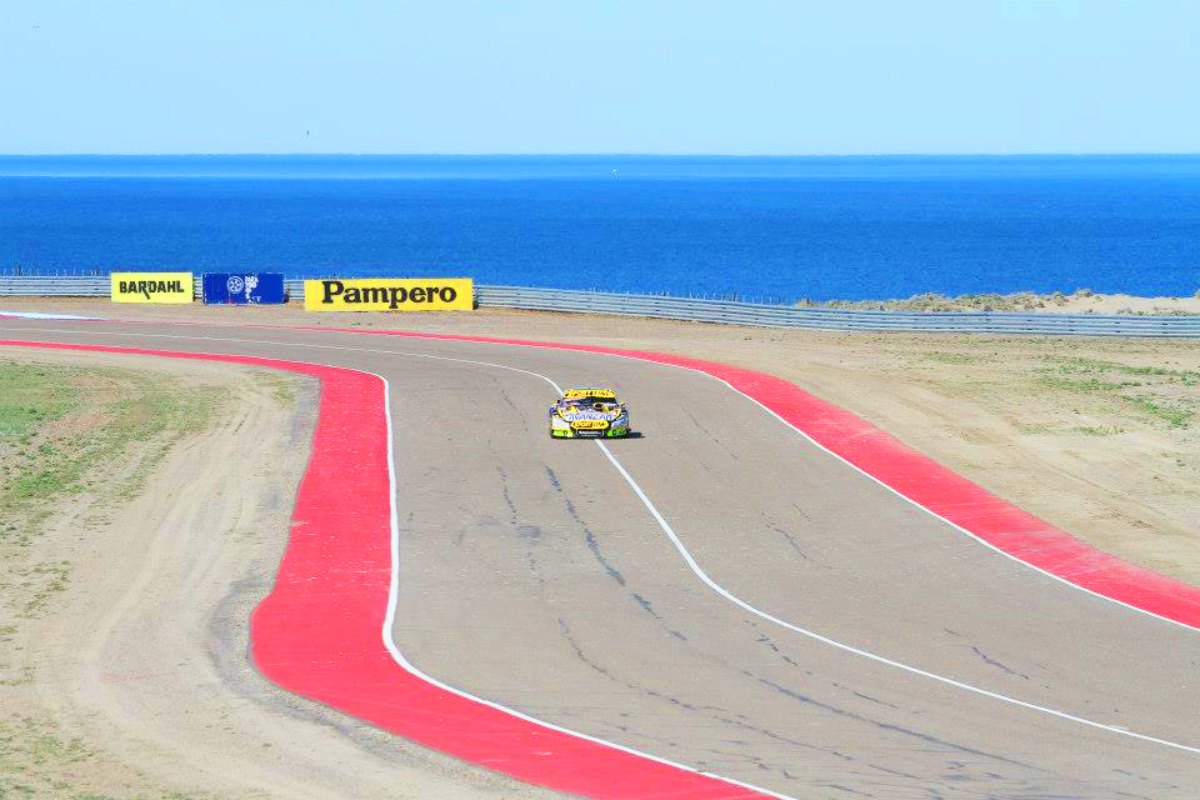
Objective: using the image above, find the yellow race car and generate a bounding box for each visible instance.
[550,389,630,439]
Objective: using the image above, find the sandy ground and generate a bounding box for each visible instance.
[0,299,1200,584]
[0,348,561,800]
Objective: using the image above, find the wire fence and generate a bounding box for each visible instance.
[0,275,1200,338]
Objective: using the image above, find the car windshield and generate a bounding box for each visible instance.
[563,397,617,411]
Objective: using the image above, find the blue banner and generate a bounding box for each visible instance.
[204,272,287,306]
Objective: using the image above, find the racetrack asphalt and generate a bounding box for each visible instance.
[0,320,1200,799]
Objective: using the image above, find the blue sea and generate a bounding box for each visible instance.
[0,156,1200,302]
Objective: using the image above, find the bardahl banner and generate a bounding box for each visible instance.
[112,272,196,302]
[304,278,474,311]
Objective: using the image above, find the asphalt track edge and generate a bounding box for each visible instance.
[307,326,1200,630]
[0,339,791,800]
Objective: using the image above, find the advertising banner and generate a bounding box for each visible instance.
[304,278,474,311]
[110,272,196,302]
[200,272,287,306]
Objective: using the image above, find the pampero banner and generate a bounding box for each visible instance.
[200,272,287,306]
[304,278,474,311]
[110,272,196,302]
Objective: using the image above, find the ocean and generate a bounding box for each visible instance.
[0,156,1200,302]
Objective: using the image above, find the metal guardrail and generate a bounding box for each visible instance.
[0,277,1200,338]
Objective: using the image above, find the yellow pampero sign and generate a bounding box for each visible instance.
[112,272,196,302]
[304,278,474,311]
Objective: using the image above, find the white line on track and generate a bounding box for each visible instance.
[6,321,1200,762]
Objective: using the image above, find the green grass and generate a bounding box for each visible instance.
[0,365,218,527]
[1121,395,1195,428]
[0,362,79,445]
[0,362,225,800]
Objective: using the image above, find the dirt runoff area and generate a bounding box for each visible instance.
[0,348,561,800]
[7,297,1200,585]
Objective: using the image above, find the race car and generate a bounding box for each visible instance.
[550,389,629,439]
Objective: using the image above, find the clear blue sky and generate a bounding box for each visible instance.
[0,0,1200,154]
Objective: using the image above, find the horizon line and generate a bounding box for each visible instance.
[0,150,1200,158]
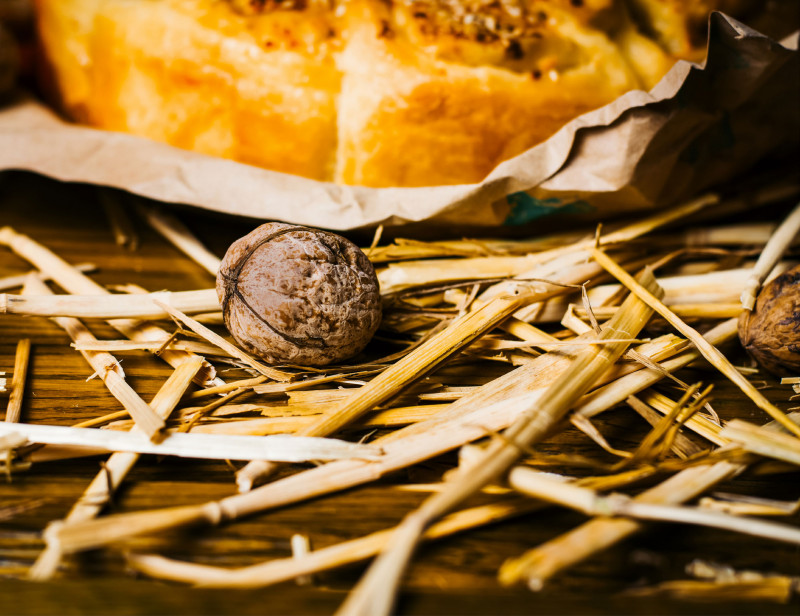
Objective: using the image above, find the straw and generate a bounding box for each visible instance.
[592,250,800,436]
[5,338,31,423]
[28,357,203,580]
[338,270,657,616]
[741,204,800,310]
[0,227,221,385]
[25,277,165,439]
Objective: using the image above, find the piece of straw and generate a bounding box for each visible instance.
[43,282,684,550]
[0,289,219,319]
[741,204,800,310]
[720,419,800,466]
[508,466,800,545]
[0,227,217,385]
[0,263,97,291]
[592,250,800,436]
[499,413,800,590]
[0,420,382,462]
[153,299,294,381]
[25,277,165,439]
[28,357,203,580]
[236,255,596,492]
[5,338,31,423]
[337,270,658,616]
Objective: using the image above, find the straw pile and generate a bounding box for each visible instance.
[0,183,800,615]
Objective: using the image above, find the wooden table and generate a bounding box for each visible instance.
[0,173,800,614]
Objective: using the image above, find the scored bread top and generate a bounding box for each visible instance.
[37,0,776,186]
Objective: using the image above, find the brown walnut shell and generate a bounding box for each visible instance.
[217,223,381,366]
[739,266,800,376]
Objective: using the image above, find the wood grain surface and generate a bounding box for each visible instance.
[0,172,800,614]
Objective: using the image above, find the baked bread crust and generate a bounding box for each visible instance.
[37,0,772,186]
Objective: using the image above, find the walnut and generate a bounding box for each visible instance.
[739,266,800,376]
[217,223,381,366]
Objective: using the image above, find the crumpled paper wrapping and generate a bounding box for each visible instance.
[0,13,800,230]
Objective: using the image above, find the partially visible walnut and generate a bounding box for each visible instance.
[217,223,381,366]
[739,266,800,376]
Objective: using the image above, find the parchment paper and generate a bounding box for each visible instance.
[0,13,800,230]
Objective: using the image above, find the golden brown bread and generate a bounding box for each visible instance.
[32,0,788,186]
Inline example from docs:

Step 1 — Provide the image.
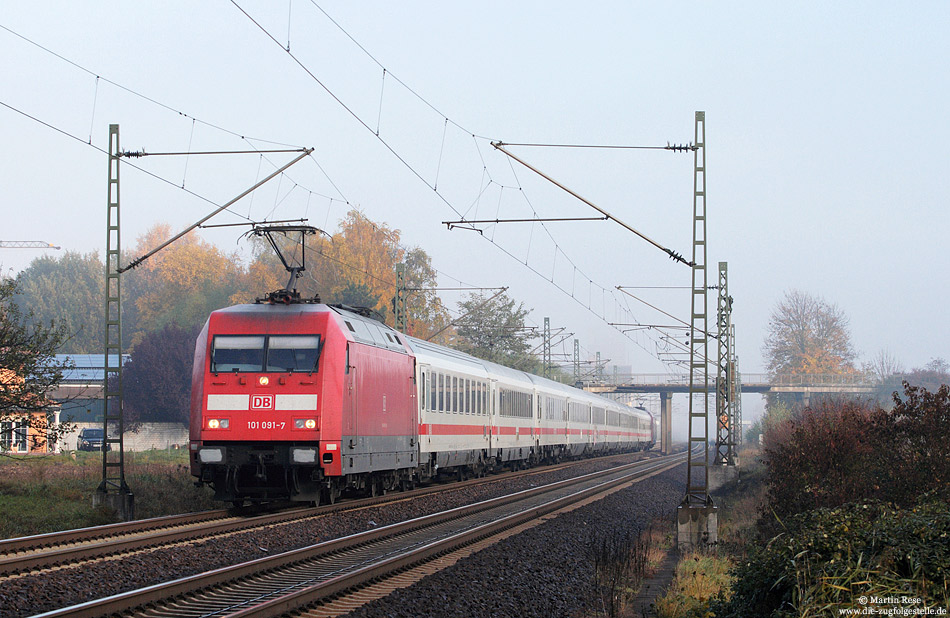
-.-.-
= Task goal =
Pick out and copy every line of the items above that contains the string "pampero".

= Exercise result =
Objective: using the image above, find the pampero banner and generate a bounding box for each visible instance.
Objective: using the image above, find the yellow pampero sign and generate a bounding box for each visible instance.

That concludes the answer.